• **Document passage**:
━━━━━━━━━━━━━━━━━━━━━━━━━━━━━━

Abstract
The research results of this dissertation contribute to a clarification of what cultural
challenges and possibilities can become relevant in any future glocal branding of Hans
Christian Andersen: a branding that is locally anchored in Andersen’s native city, Odense,
and at the same time appeals to his international audience.
The dissertation is anthological and consists of three academic articles, plus an account of the theoretical and methodological selections and deselections involved. It is based within the field of cultural studies, which is why it concentrates thematically on how Hans Christian Andersen’s function as an element in everyday language use has found expression in selected Danish media debates in written media.
The dissertation presents both a thematic and an analysis-methodological aim. The thematic intention is to introduce what is defined as a third theme in Hans Christian Andersen research, where Andersen is understood, examined and analysed as a cultural phenomenon. Hans Christian Andersen has been a topic for research practically ever since his artistic production has existed, but until now research has mainly concentrated on either his life or work. The point of departure for the dissertation is a hypothesis that the interest in Hans Christian Andersen’s life and work exists by virtue of his cultural significance, but that precisely this significance has until now been taken as self-evident in humanist research. In an attempt to remedy this, the focus in the analyses of the dissertation is on what is involved when Andersen is ascribed significance as a cultural phenomenon in locally, nationally and globally oriented contexts. On the basis of this, the primary research question of the dissertation is:
In what ways does it find expression when Hans Christian Andersen is ascribed significance as a Danish cultural phenomenon, and what functions do various kinds of significance have in local, national and global contexts?
Basing the research in the field of cultural studies makes it possible to construct a bridge between the thematic and analysis-methodological aim: The dissertation lies within the so-called neo-Gramscian cultural studies (Storey, theory; Hall), where analyses particularly focus on how the classical Gramscian concept of hegemony is (re)produced in new cultural contexts. Concentrating on how hegemony is achieved, negotiated and sought sedimented, there follows an understanding of culture as sites of struggle (Hall, ”Deconstructing” 233) – an understanding that places at the centre human struggles to ascribe significance to the phenomena they conceive as being culture-constituent.
In order to examine more closely the struggles of significance to do with the cultural phenomenon Hans Christian Andersen, an operationalised form of the political theorists Ernesto Lacalu and Chantal Mouffe’s discourse theory is made use of. In the methodological approach, several concepts from Laclau and Mouffe’s theory are therefore included as “sensitising concepts” that structuralise the analyses (Carpentier; Carpentier and Spinoy; Carpentier and DeCleen). The discourse-theoretical concepts are further supplemented by the concepts interpretative repertoire and affective practice, with the aim of complementing the otherwise lacking focus of discourse theory on an individual agent and thereby practice, just as the social-constructivist scale-concept functions as a practiceoriented amplification of how people represent themselves and each other.

━━━━━━━━━━━━━━━━━━━━━━━━━━━━━━

• **Brief a**:
Translate the following sentence from the abstract on Hans Christian Andersen research into Spanish: "The dissertation presents both a thematic and an analysis-methodological aim."

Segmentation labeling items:
━━━━━━━━━━━━━━━━━━━━━━━━━━━━━━

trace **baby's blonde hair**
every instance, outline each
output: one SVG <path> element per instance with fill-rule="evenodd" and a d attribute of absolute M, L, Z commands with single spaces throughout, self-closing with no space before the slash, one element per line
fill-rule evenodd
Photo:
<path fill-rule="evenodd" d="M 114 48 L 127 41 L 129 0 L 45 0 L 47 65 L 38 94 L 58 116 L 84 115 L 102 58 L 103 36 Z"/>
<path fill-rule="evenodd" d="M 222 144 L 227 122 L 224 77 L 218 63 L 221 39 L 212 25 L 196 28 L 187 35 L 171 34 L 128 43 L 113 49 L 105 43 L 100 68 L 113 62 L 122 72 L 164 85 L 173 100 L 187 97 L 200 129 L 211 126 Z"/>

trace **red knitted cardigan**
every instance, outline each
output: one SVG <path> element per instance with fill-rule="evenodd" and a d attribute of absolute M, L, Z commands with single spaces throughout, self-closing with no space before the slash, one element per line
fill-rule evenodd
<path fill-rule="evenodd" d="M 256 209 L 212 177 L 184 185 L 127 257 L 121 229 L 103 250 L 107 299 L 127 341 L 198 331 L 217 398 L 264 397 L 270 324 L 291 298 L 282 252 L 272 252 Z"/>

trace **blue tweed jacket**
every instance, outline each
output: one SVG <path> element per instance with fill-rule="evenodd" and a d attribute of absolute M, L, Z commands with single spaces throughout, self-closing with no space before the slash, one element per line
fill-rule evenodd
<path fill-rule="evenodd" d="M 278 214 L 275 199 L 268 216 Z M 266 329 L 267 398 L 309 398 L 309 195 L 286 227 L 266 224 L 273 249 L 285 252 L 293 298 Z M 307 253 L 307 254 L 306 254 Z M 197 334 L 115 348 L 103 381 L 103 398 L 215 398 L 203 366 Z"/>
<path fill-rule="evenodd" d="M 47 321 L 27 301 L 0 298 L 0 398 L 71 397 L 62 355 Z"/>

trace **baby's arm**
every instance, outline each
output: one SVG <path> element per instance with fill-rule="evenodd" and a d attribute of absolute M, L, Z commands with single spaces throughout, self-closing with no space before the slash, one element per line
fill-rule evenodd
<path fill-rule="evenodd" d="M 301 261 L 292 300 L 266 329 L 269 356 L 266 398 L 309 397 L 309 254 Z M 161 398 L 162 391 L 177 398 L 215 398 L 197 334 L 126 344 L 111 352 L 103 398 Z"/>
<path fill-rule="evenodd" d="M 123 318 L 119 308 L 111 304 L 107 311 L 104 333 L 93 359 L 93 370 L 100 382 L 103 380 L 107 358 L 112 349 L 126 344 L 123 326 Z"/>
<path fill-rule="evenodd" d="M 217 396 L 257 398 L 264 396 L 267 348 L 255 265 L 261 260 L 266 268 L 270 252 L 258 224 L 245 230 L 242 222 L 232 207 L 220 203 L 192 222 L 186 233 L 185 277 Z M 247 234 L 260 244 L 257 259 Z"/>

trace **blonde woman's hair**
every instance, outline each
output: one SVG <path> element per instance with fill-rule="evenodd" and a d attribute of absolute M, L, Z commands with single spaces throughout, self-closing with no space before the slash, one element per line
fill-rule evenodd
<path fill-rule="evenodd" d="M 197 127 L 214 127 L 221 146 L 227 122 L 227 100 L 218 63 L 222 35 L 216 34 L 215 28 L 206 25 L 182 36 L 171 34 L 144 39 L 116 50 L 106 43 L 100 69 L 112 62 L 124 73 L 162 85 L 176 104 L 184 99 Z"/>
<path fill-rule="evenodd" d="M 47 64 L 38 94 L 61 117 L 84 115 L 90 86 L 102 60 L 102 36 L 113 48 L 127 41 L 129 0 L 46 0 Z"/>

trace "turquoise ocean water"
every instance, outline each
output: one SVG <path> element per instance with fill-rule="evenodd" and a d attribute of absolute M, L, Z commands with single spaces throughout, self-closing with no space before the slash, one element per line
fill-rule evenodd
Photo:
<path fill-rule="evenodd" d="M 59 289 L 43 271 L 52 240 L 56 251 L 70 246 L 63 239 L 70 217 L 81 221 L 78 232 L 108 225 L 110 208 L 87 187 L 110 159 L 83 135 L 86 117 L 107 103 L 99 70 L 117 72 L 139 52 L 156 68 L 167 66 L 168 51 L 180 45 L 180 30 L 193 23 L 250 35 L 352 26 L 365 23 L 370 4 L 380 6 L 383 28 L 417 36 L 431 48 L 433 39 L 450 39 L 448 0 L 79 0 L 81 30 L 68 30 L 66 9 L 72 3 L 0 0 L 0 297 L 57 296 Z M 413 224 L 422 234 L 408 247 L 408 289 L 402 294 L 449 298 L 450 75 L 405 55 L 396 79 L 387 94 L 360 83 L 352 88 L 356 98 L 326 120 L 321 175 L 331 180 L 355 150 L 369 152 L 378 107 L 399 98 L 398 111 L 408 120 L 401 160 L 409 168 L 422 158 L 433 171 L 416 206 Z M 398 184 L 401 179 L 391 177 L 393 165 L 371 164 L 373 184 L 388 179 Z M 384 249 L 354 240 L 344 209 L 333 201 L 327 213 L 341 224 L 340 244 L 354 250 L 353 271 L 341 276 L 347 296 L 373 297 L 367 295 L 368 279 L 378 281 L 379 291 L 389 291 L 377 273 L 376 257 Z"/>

━━━━━━━━━━━━━━━━━━━━━━━━━━━━━━

• **Brief b**:
Update the listing from its first line up to and including the line containing "47 321 L 27", replacing "outline each" with "outline them individually" and leaving everything else unchanged. Return only those lines.

• **Result a**:
La tesis doctoral presenta tanto un objetivo temático como un objetivo metodológico-analítico.

• **Result b**:
trace **baby's blonde hair**
every instance, outline them individually
output: one SVG <path> element per instance with fill-rule="evenodd" and a d attribute of absolute M, L, Z commands with single spaces throughout, self-closing with no space before the slash, one element per line
fill-rule evenodd
Photo:
<path fill-rule="evenodd" d="M 114 48 L 127 41 L 129 0 L 45 0 L 47 65 L 38 94 L 58 116 L 84 115 L 102 58 L 103 36 Z"/>
<path fill-rule="evenodd" d="M 222 144 L 227 122 L 224 77 L 218 63 L 221 39 L 212 25 L 196 28 L 187 35 L 171 34 L 128 43 L 113 49 L 105 43 L 100 68 L 113 62 L 122 72 L 164 85 L 173 100 L 187 97 L 200 129 L 211 126 Z"/>

trace **red knitted cardigan**
every instance, outline them individually
output: one SVG <path> element per instance with fill-rule="evenodd" and a d attribute of absolute M, L, Z commands with single spaces throughout, self-closing with no space before the slash, one element per line
fill-rule evenodd
<path fill-rule="evenodd" d="M 256 209 L 212 177 L 184 185 L 127 257 L 121 229 L 103 250 L 107 299 L 127 341 L 198 331 L 217 398 L 264 397 L 270 324 L 291 298 L 282 252 L 272 252 Z"/>

trace **blue tweed jacket**
every instance, outline them individually
output: one SVG <path> element per instance with fill-rule="evenodd" and a d attribute of absolute M, L, Z commands with single spaces throughout, self-closing with no space before the slash, one element per line
fill-rule evenodd
<path fill-rule="evenodd" d="M 278 214 L 275 199 L 268 216 Z M 266 329 L 267 398 L 309 398 L 309 195 L 286 227 L 266 224 L 273 249 L 285 252 L 293 298 Z M 307 253 L 307 254 L 306 254 Z M 197 334 L 115 348 L 103 381 L 103 398 L 215 398 L 203 366 Z"/>
<path fill-rule="evenodd" d="M 47 321 L 27 301 L 0 298 L 0 398 L 71 397 L 62 355 Z"/>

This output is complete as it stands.